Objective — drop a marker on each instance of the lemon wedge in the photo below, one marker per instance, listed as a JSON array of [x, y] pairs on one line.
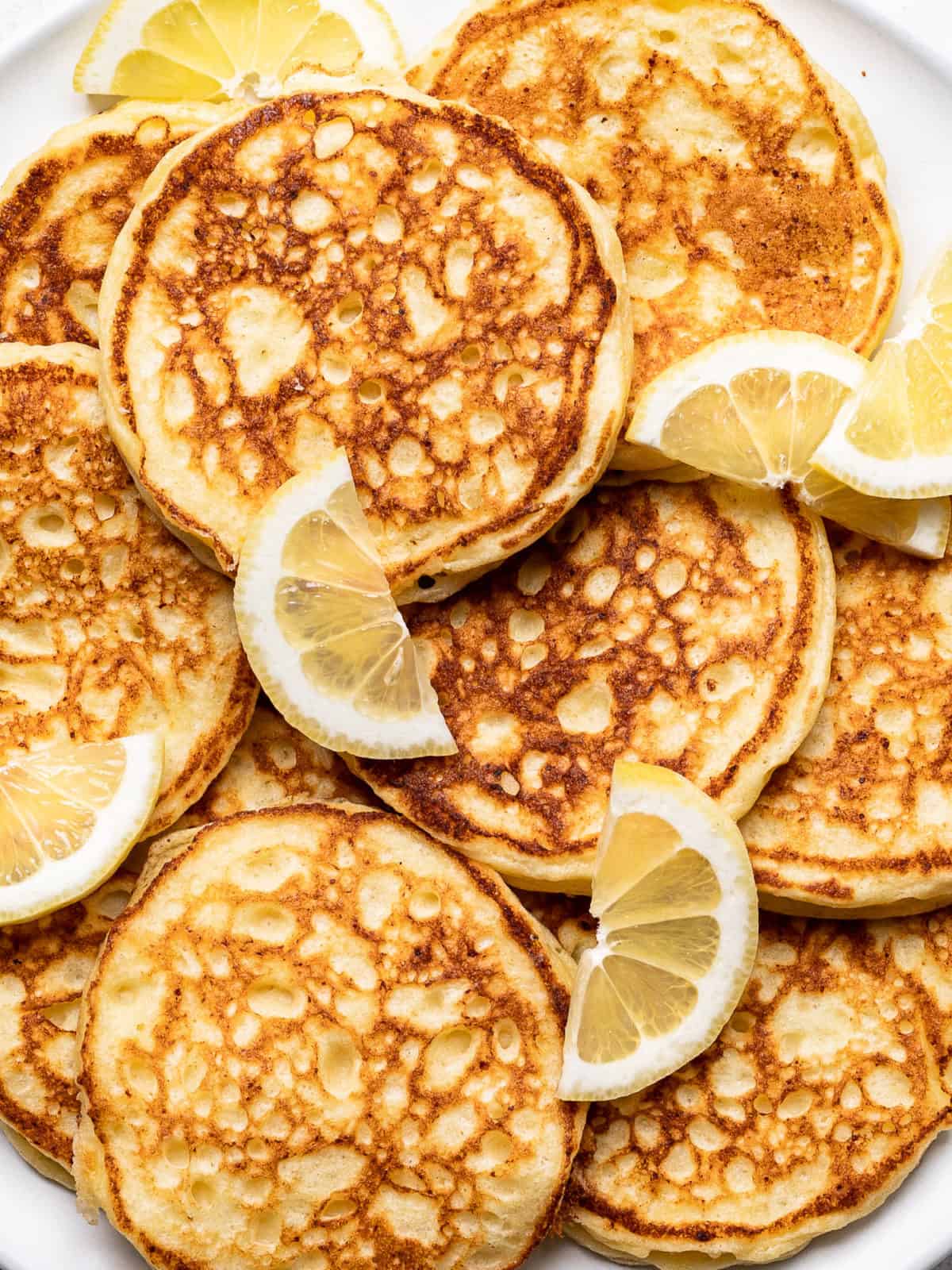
[[69, 817], [677, 914], [209, 48], [895, 438], [754, 408], [321, 630]]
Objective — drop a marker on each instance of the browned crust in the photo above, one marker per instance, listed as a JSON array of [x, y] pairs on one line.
[[25, 197], [809, 214], [200, 169], [856, 764], [414, 787], [848, 1193], [520, 925], [27, 952]]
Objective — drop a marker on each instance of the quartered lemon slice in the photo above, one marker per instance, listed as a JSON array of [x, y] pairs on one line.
[[209, 48], [321, 630], [677, 914], [895, 438], [754, 408], [69, 817]]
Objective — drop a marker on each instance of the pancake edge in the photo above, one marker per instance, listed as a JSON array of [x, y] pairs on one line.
[[459, 564]]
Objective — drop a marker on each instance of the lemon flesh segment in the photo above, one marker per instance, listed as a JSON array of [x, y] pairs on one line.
[[918, 526], [755, 410], [894, 440], [749, 408], [211, 48], [678, 921], [69, 816], [321, 630]]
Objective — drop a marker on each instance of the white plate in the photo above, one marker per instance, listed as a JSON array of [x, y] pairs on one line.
[[896, 59]]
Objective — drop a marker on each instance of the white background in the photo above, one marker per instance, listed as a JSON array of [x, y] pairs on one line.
[[905, 50]]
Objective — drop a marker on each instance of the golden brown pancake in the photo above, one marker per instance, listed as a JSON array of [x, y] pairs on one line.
[[374, 270], [44, 968], [816, 1103], [860, 819], [317, 1038], [274, 764], [44, 964], [746, 186], [685, 625], [108, 625], [63, 209]]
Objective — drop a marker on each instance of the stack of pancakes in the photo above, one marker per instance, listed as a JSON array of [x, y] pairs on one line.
[[319, 1030]]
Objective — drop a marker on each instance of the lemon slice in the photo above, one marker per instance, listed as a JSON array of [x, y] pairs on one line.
[[895, 438], [207, 48], [321, 630], [754, 408], [677, 918], [69, 817]]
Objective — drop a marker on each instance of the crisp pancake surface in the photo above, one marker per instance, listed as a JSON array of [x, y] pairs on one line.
[[108, 625], [61, 211], [317, 1038], [746, 186], [438, 300], [860, 817], [274, 764], [814, 1104], [44, 968], [685, 625], [44, 964]]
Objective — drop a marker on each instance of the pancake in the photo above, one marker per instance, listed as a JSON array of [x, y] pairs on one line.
[[816, 1103], [44, 967], [747, 187], [319, 1039], [568, 918], [861, 818], [438, 300], [274, 764], [108, 625], [685, 625], [63, 209]]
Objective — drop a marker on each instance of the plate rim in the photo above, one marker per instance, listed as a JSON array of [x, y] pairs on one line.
[[913, 25]]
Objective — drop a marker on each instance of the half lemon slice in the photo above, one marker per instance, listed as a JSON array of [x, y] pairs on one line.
[[209, 48], [321, 630], [69, 817], [895, 438], [754, 408], [677, 914]]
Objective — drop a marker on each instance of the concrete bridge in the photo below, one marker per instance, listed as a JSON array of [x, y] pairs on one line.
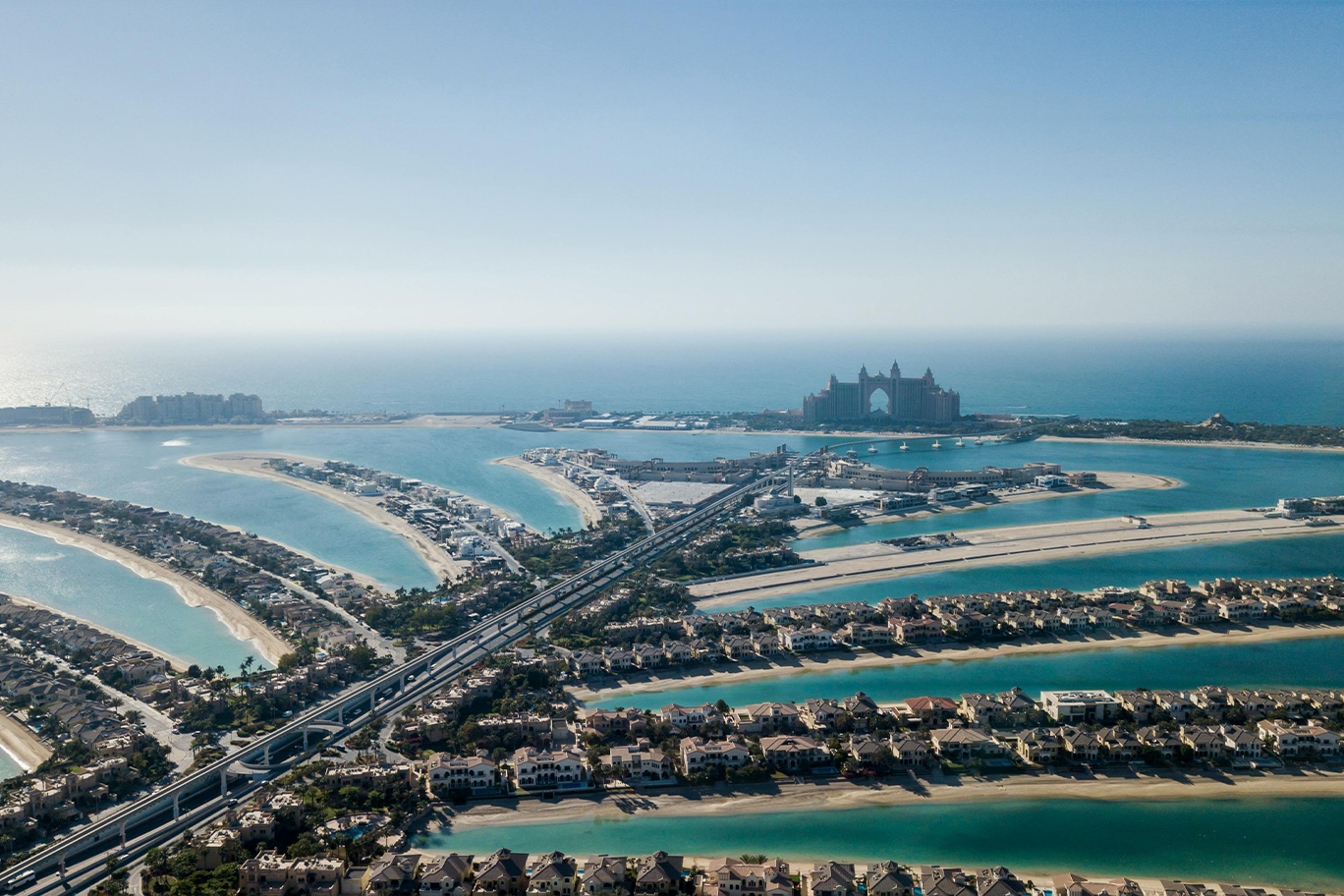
────────────────────
Swap every "marker" in the data above for "pin", changing nothing else, and write all the lines out again without the pictures.

Objective — drop a pin on each instance of the lemon wedge in the photo below, one pin per instance, listed as a JSON array of [x, y] pairs on one line.
[[69, 817], [677, 914], [209, 48], [895, 438], [754, 408], [321, 630]]
Objective — drop a pin on each instance of the browned crust in the photo above, one pin per instance, listed as a JSON array of [x, y] pairs on one line.
[[25, 197], [809, 214], [200, 169], [856, 764], [414, 787], [848, 1193], [520, 925], [27, 952]]
Objective — drop a pin on each instance of the quartered lemon slice in the photo above, one pin per instance, listed as a JSON array of [x, y] pairs on one line.
[[209, 48], [321, 630], [677, 914], [895, 438], [754, 408], [69, 817]]
Objective — drop a pin on each instance of the pancake edge in the photo above, one pin per instance, listed as a JSON array of [x, y] pairs on one line.
[[459, 564]]
Objective — drop a pin on each instance of the lemon flesh segment in the photo above, one pin per instance, listed as a JSON array of [x, y] pairs on one line.
[[918, 526], [755, 410], [894, 440], [749, 408], [211, 48], [678, 921], [69, 816], [321, 630]]
Objective — drop a pin on each instance of the white plate in the photo above, one pin per instance, listed as a JSON array of [x, y] pairs on one line.
[[896, 59]]
Objective — drop a pin on each instance of the white background in the photo above, one pin per instance, listed as a JSON array of [x, y] pairs on one line.
[[905, 50]]
Objective — drop a pin on each instance of the golden brown pancake in the photo above, one pin per instance, listed as a JSON array of [x, y] pairs on one line.
[[374, 270], [44, 968], [816, 1103], [860, 819], [317, 1038], [274, 764], [44, 964], [746, 186], [685, 625], [108, 625], [63, 209]]
Objective — drop a pin on each instance of the stack of pancakes in the photo above, one pin per instance, listed as a JSON array of [x, y] pairs on one line.
[[319, 1030]]
Objective — drop a pin on each instance of the lemon slice in the photo above, one pin per instance, listed as a JSON array of [x, y] pairs on one line.
[[895, 438], [207, 48], [321, 630], [754, 408], [677, 918], [69, 817]]
Objective — drop a pin on each instance of the crisp pancake surface in the photo above, one pin per instance, listed as a JSON array of [x, y] pairs on one line.
[[108, 625], [61, 211], [317, 1038], [746, 186], [438, 300], [860, 817], [274, 764], [814, 1104], [44, 968], [685, 625], [44, 964]]
Objective — drop a pin on each instance of the pancake in the photo above, one pin per instance, listed as a JSON array of [x, y] pairs on one line.
[[816, 1103], [44, 967], [747, 187], [319, 1039], [568, 918], [861, 818], [438, 300], [274, 764], [108, 625], [685, 625], [63, 209]]
Objective — drop a pin on each instance of the plate rim in the photo above, one pin per instance, listed as a JSON array of [x, y] pairs on one line.
[[913, 25]]
Objective — drop a pin on each instance of the half lemon slice in the photo above, one pin per instance, listed as a JSON array of [x, y] pairs on one line.
[[209, 48], [321, 630], [69, 817], [895, 438], [754, 408], [677, 914]]
Objective — drop a pin on each instance of the concrete bridge in the photo below, one pin per instance, listed as a JSON array of [x, y] pairs on one line.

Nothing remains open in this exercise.